# EXERCISE AIM
Output the following data verbatim, line for line, but leave out the pictures.

# RECORDS FOR THE TASK
## Start
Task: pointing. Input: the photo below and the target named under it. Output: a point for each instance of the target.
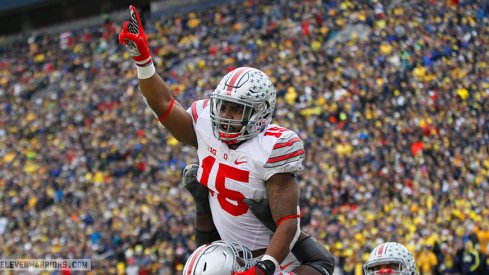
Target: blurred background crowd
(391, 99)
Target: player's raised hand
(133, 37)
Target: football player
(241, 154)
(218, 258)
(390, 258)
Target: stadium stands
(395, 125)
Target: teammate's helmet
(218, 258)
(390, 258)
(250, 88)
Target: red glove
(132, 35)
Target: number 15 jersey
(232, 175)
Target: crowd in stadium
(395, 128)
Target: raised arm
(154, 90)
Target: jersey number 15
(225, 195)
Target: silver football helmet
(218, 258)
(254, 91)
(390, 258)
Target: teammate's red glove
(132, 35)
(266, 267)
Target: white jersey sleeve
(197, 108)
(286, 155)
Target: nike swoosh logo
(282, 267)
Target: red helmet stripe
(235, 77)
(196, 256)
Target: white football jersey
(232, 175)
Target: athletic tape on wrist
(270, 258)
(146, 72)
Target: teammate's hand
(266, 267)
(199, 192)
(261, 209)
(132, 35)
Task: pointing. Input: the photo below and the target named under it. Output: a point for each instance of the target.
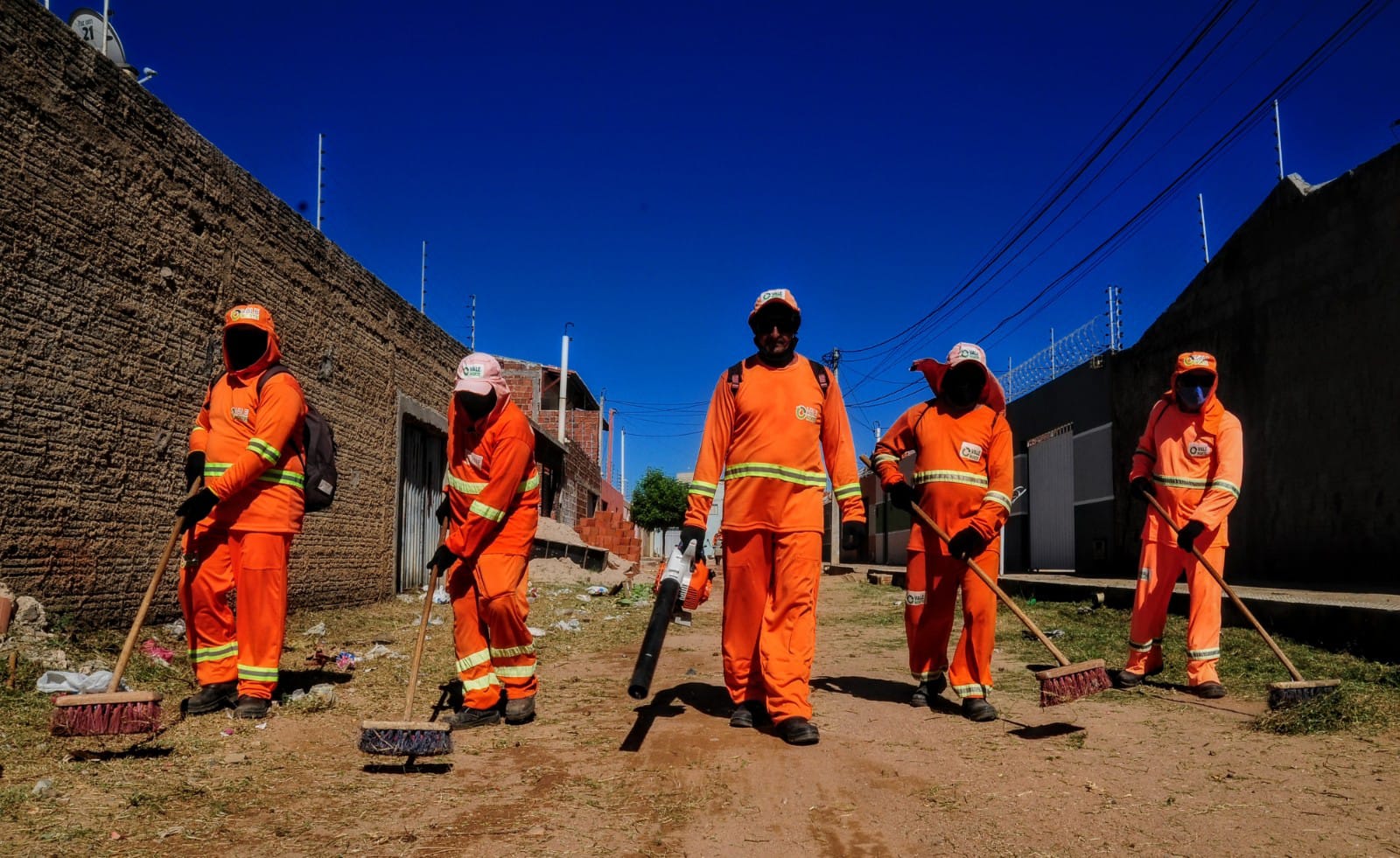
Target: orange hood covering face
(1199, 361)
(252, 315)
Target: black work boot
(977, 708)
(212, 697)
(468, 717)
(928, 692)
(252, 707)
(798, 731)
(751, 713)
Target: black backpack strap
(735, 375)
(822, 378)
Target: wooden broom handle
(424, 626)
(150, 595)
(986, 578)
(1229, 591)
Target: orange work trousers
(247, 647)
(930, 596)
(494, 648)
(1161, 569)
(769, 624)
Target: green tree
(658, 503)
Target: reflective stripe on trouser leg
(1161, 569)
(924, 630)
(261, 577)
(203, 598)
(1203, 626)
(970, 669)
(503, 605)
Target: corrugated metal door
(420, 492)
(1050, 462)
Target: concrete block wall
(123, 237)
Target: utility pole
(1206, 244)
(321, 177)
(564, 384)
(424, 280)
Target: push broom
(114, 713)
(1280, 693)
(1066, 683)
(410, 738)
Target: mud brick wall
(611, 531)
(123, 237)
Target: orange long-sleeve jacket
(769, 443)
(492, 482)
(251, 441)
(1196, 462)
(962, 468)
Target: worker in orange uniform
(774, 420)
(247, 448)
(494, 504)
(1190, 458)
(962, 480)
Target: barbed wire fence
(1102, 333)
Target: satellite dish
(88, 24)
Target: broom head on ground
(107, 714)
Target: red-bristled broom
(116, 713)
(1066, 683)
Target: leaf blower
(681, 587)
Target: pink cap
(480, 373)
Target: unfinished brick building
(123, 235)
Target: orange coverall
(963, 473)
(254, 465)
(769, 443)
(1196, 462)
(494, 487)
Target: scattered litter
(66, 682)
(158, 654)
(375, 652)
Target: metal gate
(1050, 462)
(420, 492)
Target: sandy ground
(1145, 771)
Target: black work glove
## End
# RESULT
Task: pointing. Input: the photo below and the target named under it. Output: a point for each instance of the target.
Target: blurred background crowd
(391, 99)
Target: player's raised hand
(133, 37)
Target: football player
(241, 154)
(218, 258)
(390, 258)
Target: stadium stands
(395, 125)
Target: teammate's helmet
(218, 258)
(390, 258)
(250, 88)
Target: red glove
(132, 35)
Target: number 15 jersey
(232, 175)
Target: crowd in stadium
(395, 128)
Target: raised arm
(154, 90)
Target: jersey number 15
(225, 195)
Target: silver football helmet
(218, 258)
(254, 91)
(390, 258)
Target: teammate's red glove
(132, 35)
(266, 267)
Target: white jersey sleeve
(197, 108)
(286, 155)
Target: nike swoosh logo
(282, 267)
Target: red helmet stripe
(235, 77)
(196, 256)
Target: white football jersey
(232, 175)
Target: athletic tape on wrist
(270, 258)
(146, 72)
Target: teammate's hand
(266, 267)
(199, 192)
(261, 209)
(132, 35)
Task: pointing. Input: the photo below and the target named under it. Output: a point for each instance of the target.
Target: orange hood covering face
(1199, 361)
(252, 315)
Target: black work boot
(977, 708)
(212, 697)
(468, 717)
(928, 692)
(252, 707)
(798, 731)
(751, 713)
Target: black backpack strap
(735, 375)
(822, 378)
Target: wooden broom handle
(424, 626)
(150, 595)
(986, 578)
(1229, 591)
Target: orange work trousers
(247, 647)
(930, 596)
(494, 648)
(1161, 569)
(769, 624)
Target: green tree
(658, 503)
Target: reflective stripe on trouser leg
(1161, 569)
(924, 630)
(261, 577)
(203, 598)
(1203, 626)
(970, 669)
(503, 605)
Target: corrugated metal door
(420, 492)
(1050, 462)
Target: concrete block wall
(123, 237)
Target: utility pole
(1206, 244)
(321, 177)
(564, 384)
(424, 280)
Target: push broom
(114, 713)
(1280, 693)
(1066, 683)
(410, 738)
Target: mud brick wall
(611, 531)
(123, 237)
Target: orange long-sleeve jacket
(769, 443)
(492, 482)
(251, 441)
(1196, 462)
(962, 468)
Target: worker in orange uniform
(774, 420)
(247, 448)
(494, 504)
(1190, 458)
(962, 480)
Target: barbed wire fence
(1102, 333)
Target: satellite dish
(88, 24)
Target: broom head on ground
(107, 714)
Target: red-bristled broom
(116, 713)
(1066, 683)
Target: leaf blower
(681, 587)
Target: pink cap
(480, 373)
Target: unfinished brick building
(123, 235)
Target: orange coverall
(963, 473)
(254, 465)
(769, 443)
(1196, 462)
(494, 487)
Target: scattered litter
(66, 682)
(158, 654)
(375, 652)
Target: metal gate
(1050, 462)
(420, 492)
Target: sandy ground
(1145, 771)
Target: black work glove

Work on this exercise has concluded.